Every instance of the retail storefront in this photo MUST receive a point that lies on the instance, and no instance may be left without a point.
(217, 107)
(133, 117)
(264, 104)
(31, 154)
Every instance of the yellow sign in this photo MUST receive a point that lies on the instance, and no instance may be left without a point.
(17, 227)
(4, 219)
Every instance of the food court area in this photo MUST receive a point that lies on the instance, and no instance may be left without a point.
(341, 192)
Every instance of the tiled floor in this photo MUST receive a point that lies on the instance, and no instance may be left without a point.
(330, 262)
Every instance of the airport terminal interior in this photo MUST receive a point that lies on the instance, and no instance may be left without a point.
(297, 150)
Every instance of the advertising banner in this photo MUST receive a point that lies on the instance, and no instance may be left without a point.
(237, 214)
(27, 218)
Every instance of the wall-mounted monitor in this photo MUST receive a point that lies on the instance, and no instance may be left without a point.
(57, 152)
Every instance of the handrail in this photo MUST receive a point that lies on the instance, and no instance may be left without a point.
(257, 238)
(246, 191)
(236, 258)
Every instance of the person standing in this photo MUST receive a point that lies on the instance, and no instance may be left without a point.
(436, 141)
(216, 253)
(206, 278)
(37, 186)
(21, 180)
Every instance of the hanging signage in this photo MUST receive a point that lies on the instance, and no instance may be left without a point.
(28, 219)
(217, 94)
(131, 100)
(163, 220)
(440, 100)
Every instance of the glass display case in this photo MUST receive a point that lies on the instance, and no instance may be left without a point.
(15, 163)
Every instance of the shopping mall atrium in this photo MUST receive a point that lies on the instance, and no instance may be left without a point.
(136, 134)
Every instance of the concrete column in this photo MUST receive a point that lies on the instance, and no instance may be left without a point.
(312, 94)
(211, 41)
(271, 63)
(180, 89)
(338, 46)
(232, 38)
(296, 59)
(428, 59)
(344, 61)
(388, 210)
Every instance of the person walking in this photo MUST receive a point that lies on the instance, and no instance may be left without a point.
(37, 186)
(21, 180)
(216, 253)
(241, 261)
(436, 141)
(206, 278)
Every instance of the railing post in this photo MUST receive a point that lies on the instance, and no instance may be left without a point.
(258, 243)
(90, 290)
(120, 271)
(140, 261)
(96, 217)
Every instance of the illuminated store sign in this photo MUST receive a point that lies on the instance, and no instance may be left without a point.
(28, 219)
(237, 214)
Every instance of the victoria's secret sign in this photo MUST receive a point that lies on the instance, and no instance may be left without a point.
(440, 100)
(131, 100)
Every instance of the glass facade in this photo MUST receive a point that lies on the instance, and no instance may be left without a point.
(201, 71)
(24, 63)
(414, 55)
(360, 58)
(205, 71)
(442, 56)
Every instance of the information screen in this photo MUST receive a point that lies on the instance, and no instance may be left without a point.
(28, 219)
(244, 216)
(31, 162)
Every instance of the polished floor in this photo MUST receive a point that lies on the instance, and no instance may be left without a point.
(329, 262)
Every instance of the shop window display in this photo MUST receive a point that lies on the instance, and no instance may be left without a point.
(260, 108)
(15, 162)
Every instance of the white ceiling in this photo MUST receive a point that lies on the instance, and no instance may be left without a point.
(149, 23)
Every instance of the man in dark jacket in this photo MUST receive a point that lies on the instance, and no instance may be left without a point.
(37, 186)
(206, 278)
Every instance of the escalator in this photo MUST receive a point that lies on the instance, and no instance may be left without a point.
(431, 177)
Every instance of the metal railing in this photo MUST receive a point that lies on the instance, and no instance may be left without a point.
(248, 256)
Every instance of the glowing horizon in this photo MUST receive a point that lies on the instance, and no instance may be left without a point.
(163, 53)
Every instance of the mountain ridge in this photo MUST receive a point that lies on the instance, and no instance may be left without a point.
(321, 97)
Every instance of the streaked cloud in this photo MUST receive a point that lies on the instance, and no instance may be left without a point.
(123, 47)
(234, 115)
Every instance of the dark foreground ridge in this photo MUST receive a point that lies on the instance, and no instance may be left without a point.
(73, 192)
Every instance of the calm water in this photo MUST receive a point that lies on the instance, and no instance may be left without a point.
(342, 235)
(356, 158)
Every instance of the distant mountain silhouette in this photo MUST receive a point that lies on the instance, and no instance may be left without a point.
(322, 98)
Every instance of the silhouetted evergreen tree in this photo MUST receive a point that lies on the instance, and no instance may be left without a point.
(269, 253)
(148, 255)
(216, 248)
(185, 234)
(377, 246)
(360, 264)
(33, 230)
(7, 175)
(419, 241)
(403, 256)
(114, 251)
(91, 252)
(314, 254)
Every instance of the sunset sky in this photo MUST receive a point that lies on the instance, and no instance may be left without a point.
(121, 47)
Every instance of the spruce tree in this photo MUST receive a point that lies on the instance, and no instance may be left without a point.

→ **DESCRIPTION OF THE TASK**:
Reproduce all of the rows above word for word, without changing anything.

→ **RESULT OF THIS EXERCISE**:
Every instance of the retail storefront in this photo MUST receive a point that lies on the instance, and no instance may be left without a point.
(217, 107)
(133, 117)
(264, 104)
(31, 154)
Every instance of the yellow sign in this photo MUST receive a point that lies on the instance, and no instance may be left without a point.
(17, 227)
(4, 219)
Every instance of the food court area in this photo MUST receive a point that lies on the instance, and no instance may be left without a point.
(341, 192)
Every instance of the tiled floor in this photo MUST receive a point that lies on the instance, and no instance may be left without a point.
(330, 262)
Every instance of the airport terminal interior in this photo MUST receive a point that lies on the instance, and no instance may be left without a point.
(297, 150)
Every instance of the advertising banner in this photo MUST receive a point that lies on the instance, and no instance may be left without a point.
(237, 214)
(27, 218)
Every instance of the wall-mounted monitor in this photo MUST receive a point that lies on the instance, and no instance may be left without a point.
(57, 152)
Every instance of the handrail in this photo MUST receive a point that lies on the instance, and no instance may be left without a point.
(257, 238)
(246, 191)
(236, 258)
Every instance of the person standing in this photo MUST receive a point that lies on the instance, and no instance may be left without a point.
(436, 141)
(216, 253)
(206, 278)
(37, 186)
(21, 180)
Every instance of the hanging signage in this photo MUST receive a point that lies on the instance, and no instance may be left without a point.
(28, 219)
(217, 94)
(131, 100)
(163, 220)
(440, 100)
Every instance of the glass display case in this photo MUST receive a point that lies on the instance, and no instance may be left without a point.
(15, 163)
Every instance of the shopping mall atrium in this photo MUST receive a point that lies on the instance, and no instance may be left without a point.
(136, 134)
Every instance of the concrete column in this photo MUST receive a point that lies on the instance, and no instance may be left without a point.
(312, 94)
(211, 41)
(271, 63)
(180, 89)
(338, 46)
(232, 38)
(296, 59)
(428, 59)
(344, 61)
(388, 210)
Every instance of the person walking in this photo MUST receive a point that lies on the instance, and no instance may be left without a point.
(37, 186)
(21, 180)
(216, 253)
(241, 261)
(436, 141)
(206, 278)
Every instance of the railing post in this photo MUST receive a point that lies on the instance, and no instance may be left without a point.
(258, 243)
(90, 290)
(120, 271)
(140, 261)
(96, 217)
Every instance of the illuminated store sign in this photo MUST receive a point that lies on the instance, and no instance may be left without a point.
(28, 219)
(237, 214)
Every instance of the victoria's secret sign in this photo MUST receive a point that lies on the instance, and no instance may be left without a point.
(440, 100)
(131, 100)
Every instance of the glass facade in this photo MUST receive a point that lies on the instance, and no instance may be left without a point.
(201, 71)
(24, 63)
(414, 55)
(360, 58)
(205, 71)
(442, 56)
Every instance of the information screen in this photo MUST receive a point that lies on the instance, and no instance may be left without a point.
(28, 219)
(244, 216)
(31, 162)
Every instance of the polished floor in this photo MUST receive a point that lies on the instance, and no instance may be left without a point.
(329, 262)
Every instance of the shop window display in this photo MUST receive a point that lies on the instance, and no instance may be left without a point.
(260, 108)
(15, 162)
Every instance of the white ceiling in this photo MUST receive a point that lies on the instance, and no instance may be left without a point.
(149, 23)
Every instance of the man in dark jacket in this photo MUST receive a point that lies on the instance, and no instance may be left without a point.
(37, 186)
(206, 278)
Every instance of the escalator in this photo MUST receive a point that lies on the instance, and no instance may be left without a point.
(431, 177)
Every instance of the metal railing in this photo MUST receive a point that lies on the instance, and no instance may be left without a point.
(248, 256)
Every instance of the glowing horizon in this photo MUST receive a point that lies on the instance, and no instance may be left without a point.
(163, 53)
Every instance of the mountain ridge in this photo MUST receive a point that lies on the instance, and no instance may be left without a point.
(321, 97)
Every instance of the streaked cloud in this photo MUST receive a point that lies on the instance, and no instance may be left without a point.
(123, 47)
(234, 115)
Every instance of the dark foreground ridge in this photo MUST receive a point that lies on the instance, and no instance may be left without a point.
(73, 192)
Every instance of the calm water in this photo MUST receive a point that lies on the instance, and no instance may be left without a point.
(342, 235)
(356, 158)
Every instance of the distant mountain silhouette in this photo MUST receive a point that lies on the instance, and no instance may be left without a point.
(322, 98)
Every instance of the silhouetted evergreen tree in this photo MUST receive a point that lies on the instance, and no instance may be left without a point.
(269, 253)
(148, 255)
(216, 248)
(185, 234)
(377, 246)
(360, 264)
(33, 230)
(7, 175)
(419, 241)
(403, 256)
(114, 251)
(91, 252)
(314, 254)
Every instance of the sunset sky in this photo MUST receive a point that lies on the instance, and no instance may be left without a point.
(121, 47)
Every instance of the spruce tree in this photo MUST receive a point that lies on the instance, and no instance may be left without a point.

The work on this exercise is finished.